Goals:
1 > From the yarn gift-ball thread, output the passage between "I did some editing" and "(Jul 8, 2012)", inclusive.
2 > In the yarn gift-ball thread, what does CKnits suggest putting inside to further contain the gift?

─── Selected passage

# use small remaindered stash for this?



## CKnits (Jan 28, 2011)

Happened across this and thought it was a neat idea, especially between yarn-wise friends. Might wrap gift ($) cards inside there too perhaps. I imagine you could put small containers like plastic boxes or plastic Easter eggs inside if needed to further contain what you are gifting. 
Source: http://www.thetipgarden.com/2012/05/surprise-filled-gift-balls.html


----------



## nannalois47 (Apr 12, 2016)

What a great idea.


----------



## babsbarb (Dec 23, 2012)

I agree. You could also put small, like fingerless gloves in.


nannalois47 said:


> What a great idea.


----------



## CKnits (Jan 28, 2011)

I did some editing on the first msg and it's not showing up even if I refresh the page. Hope it doesn't pop up as a mess in a bit.


----------



## watchglass (Jul 8, 2012)

Cute idea.


----------



## Gaildh (Jan 15, 2015)

Nifty idea


----------



## kacey66 (Sep 9, 2013)

Very interesting way to wrap a gift! Thank you for sharing.


----------



## run4fittness (May 22, 2011)

──────
─── Extracted entries

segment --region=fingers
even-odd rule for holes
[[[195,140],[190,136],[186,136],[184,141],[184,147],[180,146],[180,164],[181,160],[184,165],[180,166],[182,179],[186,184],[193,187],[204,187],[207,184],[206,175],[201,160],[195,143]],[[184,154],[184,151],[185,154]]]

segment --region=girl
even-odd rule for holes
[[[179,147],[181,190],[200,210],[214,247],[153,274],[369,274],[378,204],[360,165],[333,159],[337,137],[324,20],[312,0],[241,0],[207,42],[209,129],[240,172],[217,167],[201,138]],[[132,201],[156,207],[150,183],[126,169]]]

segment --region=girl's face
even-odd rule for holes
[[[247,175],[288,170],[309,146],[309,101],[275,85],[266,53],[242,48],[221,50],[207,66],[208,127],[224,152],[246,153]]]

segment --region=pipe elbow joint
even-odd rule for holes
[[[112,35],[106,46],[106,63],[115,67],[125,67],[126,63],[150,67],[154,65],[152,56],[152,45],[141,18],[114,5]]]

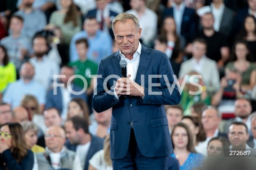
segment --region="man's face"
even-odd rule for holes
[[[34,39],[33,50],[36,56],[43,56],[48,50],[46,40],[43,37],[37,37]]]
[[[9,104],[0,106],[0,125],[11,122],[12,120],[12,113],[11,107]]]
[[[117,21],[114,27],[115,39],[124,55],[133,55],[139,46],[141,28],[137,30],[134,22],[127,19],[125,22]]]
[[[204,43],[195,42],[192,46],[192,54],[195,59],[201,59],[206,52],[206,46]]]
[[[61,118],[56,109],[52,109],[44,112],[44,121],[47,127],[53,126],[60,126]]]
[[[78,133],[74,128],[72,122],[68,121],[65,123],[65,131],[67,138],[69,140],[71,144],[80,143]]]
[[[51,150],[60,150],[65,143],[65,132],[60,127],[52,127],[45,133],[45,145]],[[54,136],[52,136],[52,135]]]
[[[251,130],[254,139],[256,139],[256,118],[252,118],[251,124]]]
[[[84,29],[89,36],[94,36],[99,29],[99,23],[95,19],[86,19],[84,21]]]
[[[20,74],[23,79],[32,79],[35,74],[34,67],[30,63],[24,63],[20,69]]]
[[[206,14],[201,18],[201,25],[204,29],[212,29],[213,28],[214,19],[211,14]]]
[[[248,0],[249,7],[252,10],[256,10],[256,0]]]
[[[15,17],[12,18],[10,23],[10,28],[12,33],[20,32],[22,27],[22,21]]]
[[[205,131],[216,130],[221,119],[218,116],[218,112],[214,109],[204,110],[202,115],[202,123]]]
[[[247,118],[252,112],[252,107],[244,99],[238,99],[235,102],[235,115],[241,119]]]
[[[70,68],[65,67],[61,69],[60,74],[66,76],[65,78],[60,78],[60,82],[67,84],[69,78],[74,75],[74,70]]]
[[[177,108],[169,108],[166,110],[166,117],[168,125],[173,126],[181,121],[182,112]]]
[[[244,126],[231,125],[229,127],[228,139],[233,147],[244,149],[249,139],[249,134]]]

──────
─── Extracted entries

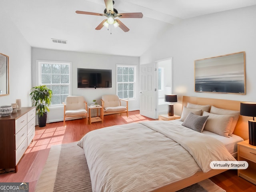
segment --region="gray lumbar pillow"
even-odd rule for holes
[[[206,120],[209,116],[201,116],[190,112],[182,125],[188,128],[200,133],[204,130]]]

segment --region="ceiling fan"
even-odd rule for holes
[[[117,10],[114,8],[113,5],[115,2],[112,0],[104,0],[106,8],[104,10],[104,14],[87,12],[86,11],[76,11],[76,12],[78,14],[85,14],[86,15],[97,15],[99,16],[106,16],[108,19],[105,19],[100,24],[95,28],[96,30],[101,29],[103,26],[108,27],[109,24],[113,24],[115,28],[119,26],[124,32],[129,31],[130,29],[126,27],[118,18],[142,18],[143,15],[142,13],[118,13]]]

──────

Answers in order:
1 >
I did some editing on the first msg and it's not showing up even if I refresh the page. Hope it doesn't pop up as a mess in a bit.


----------



## watchglass (Jul 8, 2012)

2 > Small containers like plastic boxes or plastic Easter eggs.